## Problem to work on
The reply needs the lines from the one containing "Every instance of the reddish-brown" through the end of the material, each repeated exactly, and no pictures.

········

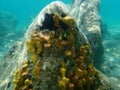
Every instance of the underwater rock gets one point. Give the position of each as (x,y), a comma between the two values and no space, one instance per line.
(57,58)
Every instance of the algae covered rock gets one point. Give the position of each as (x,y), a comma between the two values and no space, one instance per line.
(57,51)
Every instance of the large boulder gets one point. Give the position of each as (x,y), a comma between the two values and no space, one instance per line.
(58,51)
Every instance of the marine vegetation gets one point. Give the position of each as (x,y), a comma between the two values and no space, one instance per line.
(56,59)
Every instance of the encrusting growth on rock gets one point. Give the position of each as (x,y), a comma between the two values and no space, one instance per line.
(73,69)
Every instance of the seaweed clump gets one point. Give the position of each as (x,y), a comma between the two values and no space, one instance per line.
(57,60)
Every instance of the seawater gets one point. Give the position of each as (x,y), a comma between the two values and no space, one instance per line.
(26,10)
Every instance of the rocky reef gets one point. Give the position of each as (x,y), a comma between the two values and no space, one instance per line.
(58,52)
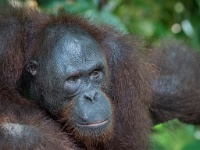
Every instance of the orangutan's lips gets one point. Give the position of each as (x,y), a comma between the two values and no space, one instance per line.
(95,124)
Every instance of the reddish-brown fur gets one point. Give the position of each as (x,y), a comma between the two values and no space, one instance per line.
(129,88)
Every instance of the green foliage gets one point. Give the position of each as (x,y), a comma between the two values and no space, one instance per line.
(157,19)
(174,135)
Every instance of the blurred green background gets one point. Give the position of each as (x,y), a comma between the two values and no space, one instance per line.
(153,19)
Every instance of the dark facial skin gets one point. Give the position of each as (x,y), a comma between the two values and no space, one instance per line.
(73,77)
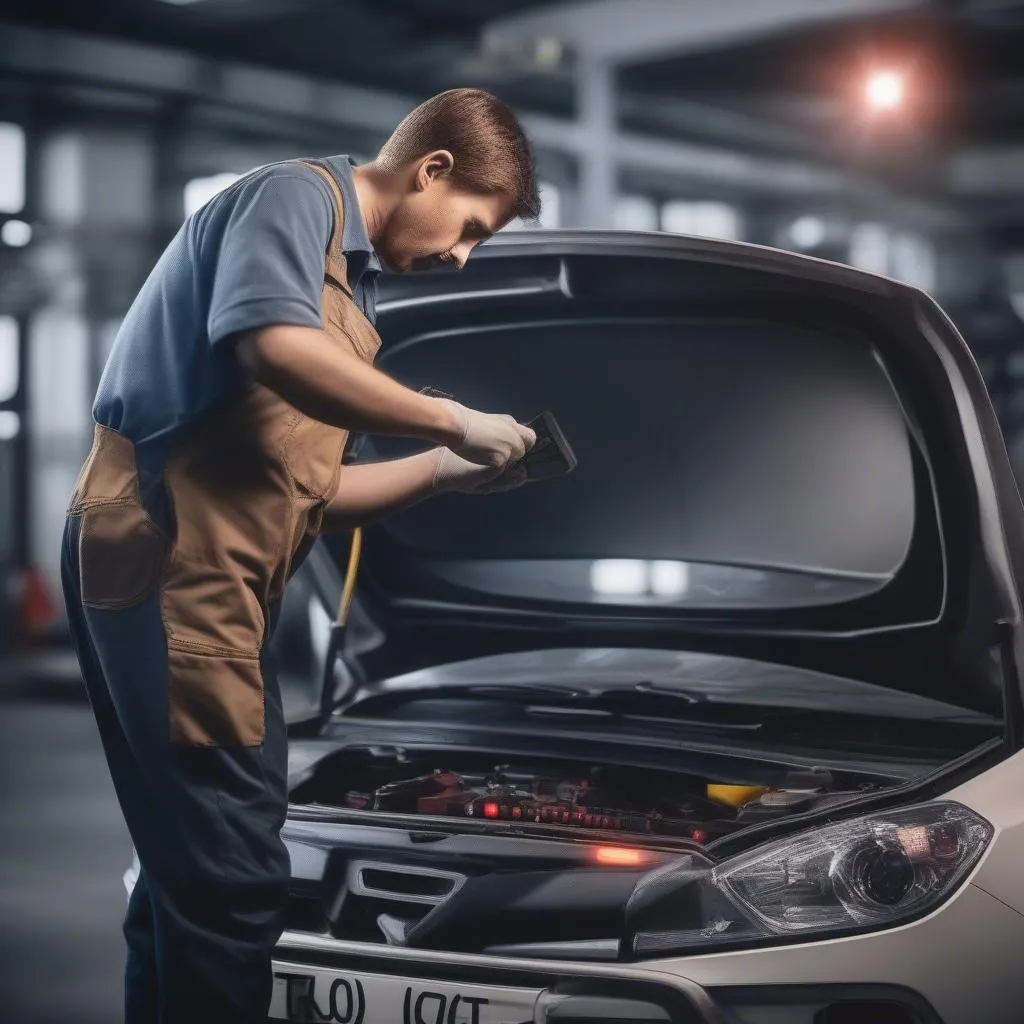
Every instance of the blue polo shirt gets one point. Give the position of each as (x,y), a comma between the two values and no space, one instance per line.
(253,256)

········

## Problem solution
Every instance of the reddish-brown fur gets one point. Give the position of each as (x,y), a comma between the two values and no space, one instance per line.
(129,88)
Every instance of the green foliage gets one point. Give the position of each as (x,y), a comma between the two values and no space, one instance per line.
(157,19)
(174,135)
Every instance of the blurred green background gets one point. Give the position of each as (x,y), a comma between the two values and no space, one instance per line.
(153,19)
Every instance of the dark facial skin gets one point. Give the position of each as (x,y), a comma between the two values and no space, one instance per line.
(73,77)
Every instance of the blue polo shirt gets one point. Give the position of each as (x,y), a comma between the two values and no space, one instance per line.
(253,256)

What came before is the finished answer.